* [Objetivo A]: Extraia dos registros todas as linhas que contêm a palavra "tuples".
* [Objetivo B]: Escreva a continuação do trecho sobre as declarações do general Mourão, começando logo após a última frase apresentada.

O problema de povos em desenvolvimento como brasileiros, mexicanos e sul-africanos não é a preguiça, nem sua herança étnico-cultural. É a falta de produtividade que faz com que trabalhem muito mais que os alemães, por exemplo, e que produzam muito menos do que eles.
O general Mourão faria muito melhor se discutisse como o país pode superar esse gargalo. Reforçar um preconceito inverídico não leva a lugar nenhum. A propósito, leva sim: desvia o olhar daquele que é o verdadeiro problema.
Portugal é bem menos corrupto que o Brasil. Pode isso, Mourão?
O conceito da malandragem, por sua vez, também se conecta à terceira afirmação do vice de Bolsonaro, de que “há muita gente que gosta do privilégio”. E que isso seria herança da cultura ibérica.
Embora o general não tenha desenvolvido sua argumentação para explicar exatamente o que quis dizer, as duas concepções tocam na ideia de que o brasileiro é afeito a burlar regras, a arrumar um “jeitinho” para se dar bem e, no extremo, que é propenso ao patrimonialismo e à corrupção.
Obviamente, nem todos os brasileiros são assim. Talvez seja uma minoria. Mas é necessário admitir que esses são problemas do país.
Mas há um equívoco na afirmação do vice de Bolsonaro e em sua consequência lógica. Está implícito no pensamento de Mourão que o patrimonialismo e a corrupção são problemas mais da origem étnico-cultural do brasileiro do que de suas instituições. O desdobramento necessário dessa gênese nacional é que o país estaria fadado ao fracasso. Afinal, a herança étnica não pode ser mudada.

* [Registros fornecidos]:
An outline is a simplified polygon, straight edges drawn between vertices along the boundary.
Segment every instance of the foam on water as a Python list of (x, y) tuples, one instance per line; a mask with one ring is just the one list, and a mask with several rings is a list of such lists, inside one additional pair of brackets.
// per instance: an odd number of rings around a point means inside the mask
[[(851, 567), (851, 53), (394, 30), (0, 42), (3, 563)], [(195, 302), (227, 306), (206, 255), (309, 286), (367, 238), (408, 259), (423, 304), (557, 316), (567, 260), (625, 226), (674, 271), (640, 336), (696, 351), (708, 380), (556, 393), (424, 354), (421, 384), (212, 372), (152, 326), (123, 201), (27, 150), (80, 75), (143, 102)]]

---

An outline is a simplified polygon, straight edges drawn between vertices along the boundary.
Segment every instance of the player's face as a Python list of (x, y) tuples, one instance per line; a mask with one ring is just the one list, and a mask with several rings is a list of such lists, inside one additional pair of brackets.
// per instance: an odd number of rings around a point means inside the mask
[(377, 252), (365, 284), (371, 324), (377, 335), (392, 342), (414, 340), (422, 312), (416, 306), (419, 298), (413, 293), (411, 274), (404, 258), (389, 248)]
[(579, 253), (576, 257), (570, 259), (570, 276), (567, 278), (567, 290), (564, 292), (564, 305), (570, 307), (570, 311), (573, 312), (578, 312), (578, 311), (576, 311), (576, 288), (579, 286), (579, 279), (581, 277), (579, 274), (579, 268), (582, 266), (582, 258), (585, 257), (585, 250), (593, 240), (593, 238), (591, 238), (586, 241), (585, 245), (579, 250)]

* [Resposta correta A]:
Segment every instance of the foam on water as a Python list of (x, y) tuples, one instance per line; a mask with one ring is just the one list, and a mask with several rings is a list of such lists, inside one additional pair of brackets.
Segment every instance of the player's face as a Python list of (x, y) tuples, one instance per line; a mask with one ring is just the one list, and a mask with several rings is a list of such lists, inside one additional pair of brackets.

* [Resposta correta B]:
Mas isso não é verdade. A corrupção não é uma questão genética. Tem sim uma faceta cultural. Mas é eminentemente institucional. Instituições que facilitam os desvios e que não punem os responsáveis abrem brechas para a corrupção.
A notícia boa é que as instituições podem ser mudadas para se combater a corrupção e o patrimonialismo. Tanto que Portugal ocupa a 29.ª posição dos países menos corruptos, segundo o ranking de percepção da corrupção da Transparência Internacional. O Brasil está bem atrás, no 96.º lugar. Se a cultura fosse mais determinante que as instituições, seria de se esperar que os dois países estivessem muito mais próximos nessa lista.
Discutir como as instituições podem ser mudadas para evitar os desvios de dinheiro, portanto, é o que se espera de um candidato a vice-presidente. Não foi o que fez o general Mourão.